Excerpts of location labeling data

•••••

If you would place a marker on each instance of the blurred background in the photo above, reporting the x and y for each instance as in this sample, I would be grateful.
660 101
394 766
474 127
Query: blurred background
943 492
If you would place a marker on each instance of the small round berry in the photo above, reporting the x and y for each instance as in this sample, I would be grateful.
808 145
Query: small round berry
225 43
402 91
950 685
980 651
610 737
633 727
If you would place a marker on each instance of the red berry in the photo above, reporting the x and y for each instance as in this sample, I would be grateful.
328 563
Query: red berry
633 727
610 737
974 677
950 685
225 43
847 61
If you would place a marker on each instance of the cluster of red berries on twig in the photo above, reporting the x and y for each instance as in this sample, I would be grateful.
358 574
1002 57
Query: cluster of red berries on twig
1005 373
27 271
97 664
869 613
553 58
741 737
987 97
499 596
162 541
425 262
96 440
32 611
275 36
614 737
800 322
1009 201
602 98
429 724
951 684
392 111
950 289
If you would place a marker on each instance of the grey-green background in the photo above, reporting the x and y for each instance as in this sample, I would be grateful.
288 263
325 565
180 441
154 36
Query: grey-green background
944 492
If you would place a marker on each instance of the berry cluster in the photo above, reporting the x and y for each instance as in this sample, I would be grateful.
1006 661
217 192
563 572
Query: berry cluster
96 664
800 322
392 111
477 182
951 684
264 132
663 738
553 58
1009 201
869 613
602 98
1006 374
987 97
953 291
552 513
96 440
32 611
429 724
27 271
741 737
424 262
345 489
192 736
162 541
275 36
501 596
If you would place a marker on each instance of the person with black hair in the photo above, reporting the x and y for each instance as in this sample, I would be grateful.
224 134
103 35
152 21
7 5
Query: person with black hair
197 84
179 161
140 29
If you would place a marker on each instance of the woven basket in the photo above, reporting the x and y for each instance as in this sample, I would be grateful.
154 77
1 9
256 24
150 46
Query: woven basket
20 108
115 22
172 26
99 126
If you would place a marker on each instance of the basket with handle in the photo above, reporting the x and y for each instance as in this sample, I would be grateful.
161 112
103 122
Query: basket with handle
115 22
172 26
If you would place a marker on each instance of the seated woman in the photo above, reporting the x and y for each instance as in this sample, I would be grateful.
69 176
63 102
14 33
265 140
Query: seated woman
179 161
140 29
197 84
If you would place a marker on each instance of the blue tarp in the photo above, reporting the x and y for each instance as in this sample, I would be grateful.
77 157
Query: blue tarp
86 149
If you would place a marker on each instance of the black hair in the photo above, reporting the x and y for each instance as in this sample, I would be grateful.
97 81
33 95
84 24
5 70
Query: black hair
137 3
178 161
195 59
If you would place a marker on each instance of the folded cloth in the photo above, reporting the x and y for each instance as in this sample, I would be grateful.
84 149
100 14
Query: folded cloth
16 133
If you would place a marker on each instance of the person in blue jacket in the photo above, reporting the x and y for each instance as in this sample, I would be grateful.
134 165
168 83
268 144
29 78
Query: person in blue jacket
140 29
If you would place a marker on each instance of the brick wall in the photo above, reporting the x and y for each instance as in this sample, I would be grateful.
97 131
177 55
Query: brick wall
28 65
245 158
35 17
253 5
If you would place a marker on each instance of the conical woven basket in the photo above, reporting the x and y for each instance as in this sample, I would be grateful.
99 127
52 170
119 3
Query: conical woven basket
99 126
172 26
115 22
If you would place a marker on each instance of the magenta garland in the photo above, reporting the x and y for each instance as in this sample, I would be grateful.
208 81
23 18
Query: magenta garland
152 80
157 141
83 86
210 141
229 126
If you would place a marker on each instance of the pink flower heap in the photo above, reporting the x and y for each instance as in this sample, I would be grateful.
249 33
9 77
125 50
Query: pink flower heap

•••••

• AIM
From the records above, extract every entry verbatim.

• EXERCISE RESULT
If you would place a marker on each instance of the blurred background in the photo above, reporting the x and y for each instance as in this sample, I would be grateful.
660 101
394 766
474 127
Query: blurred background
943 492
If you would place a marker on each instance of the small round berry in the photo above, reporting the x and y for each instance as in this sample, I would be grateful.
808 145
Query: small round berry
225 43
402 91
950 685
980 651
610 737
633 727
If you would place a marker on each instance of the red berry in the photo above, reporting the x and y for each instance as in this sample, I would be grateful.
328 563
Query: red berry
633 727
610 737
974 677
950 685
225 43
847 61
If you would place a marker on each instance of the cluster of red berries on twig in the photo above, reporting the x and y for each instance as in this sample, I would be grateful.
358 574
1002 57
Query: cluster of red berries on twig
1005 373
27 271
97 664
869 613
553 58
741 737
987 97
499 596
162 541
425 262
96 440
32 611
275 36
614 737
800 322
1009 201
602 98
429 724
951 684
392 111
950 289
If you would place a marker on each instance of the grey-green background in the photo above, reporting the x and y for each instance as in this sample, I would be grateful.
288 263
325 565
180 441
154 36
Query: grey-green background
944 492
If you would place a marker on each instance of the berry cluster in the photo above, reporting the x and y for each instance as in this sample, I would be grateful.
1006 661
217 192
563 572
Query: berry cluster
96 664
800 322
392 111
477 182
951 684
264 132
663 738
553 58
1009 201
869 613
602 98
1006 374
987 97
953 291
552 513
96 440
32 611
429 724
27 271
741 737
424 262
345 489
192 736
162 541
275 36
501 596
If you would place a marker on each instance of the person with black hair in the photo above, reporting the x and y for each instance as in this sample, I would be grateful.
224 134
103 35
152 21
7 5
Query: person with black hair
197 84
179 161
140 29
If you would place a marker on each instance of the woven basket in the photo above, reporting the x and y for each instance as in this sample, I would be grateful.
154 77
1 9
256 24
150 46
Query: woven basket
20 108
115 22
172 26
99 126
If you would place a marker on each instance of the basket with handle in the photo above, reporting the x and y for each instance as in this sample, I would be grateful.
161 112
103 122
Query: basket with handle
115 22
172 26
If you would place a marker on each instance of the seated woman in the photo above, reporting the x and y for each instance as in this sample, I would be grateful.
69 176
63 102
14 33
265 140
Query: seated woman
179 161
140 29
197 84
If you would place a marker on each instance of the blue tarp in the photo above, reporting the x and y for each instance as in this sample, I would be grateful.
77 157
Query: blue tarp
86 149
If you would place a marker on each instance of the black hair in the photo above, reporting the x and y for each instance as in this sample, I would be grateful.
97 81
33 95
84 24
5 70
Query: black hair
137 3
178 161
195 59
If you would place a marker on each instance of the folded cloth in the photo above, reporting the x and y for each instance as in this sample, I would be grateful.
84 149
100 14
Query: folded cloth
16 133
If you would place a marker on each instance of the person in blue jacket in the photo above, reporting the x and y for each instance as in this sample, I would be grateful.
134 165
168 83
268 144
29 78
Query: person in blue jacket
140 29
If you would place a marker on each instance of the brick wall in the photo above, reporting the x and y for each instance as in this sample, I would be grateful.
97 131
177 55
Query: brick wall
28 65
245 158
35 17
253 5
If you would place a marker on each instance of the conical woven basket in the photo above, reporting the x and y for each instance as in this sample, I would be grateful.
99 127
52 170
119 3
Query: conical woven basket
99 126
172 26
115 22
If you would place a marker on each instance of the magenta garland in the photo above, reporting the x and y for each instance as in this sample, I would be grateful.
208 81
23 18
Query: magenta garland
152 80
157 141
83 86
210 141
229 126
If you would place a marker on each instance of the pink flower heap in the photo above, reporting the x and y for each instance as in this sample, I would be grateful.
249 33
9 77
125 50
Query: pink flower heap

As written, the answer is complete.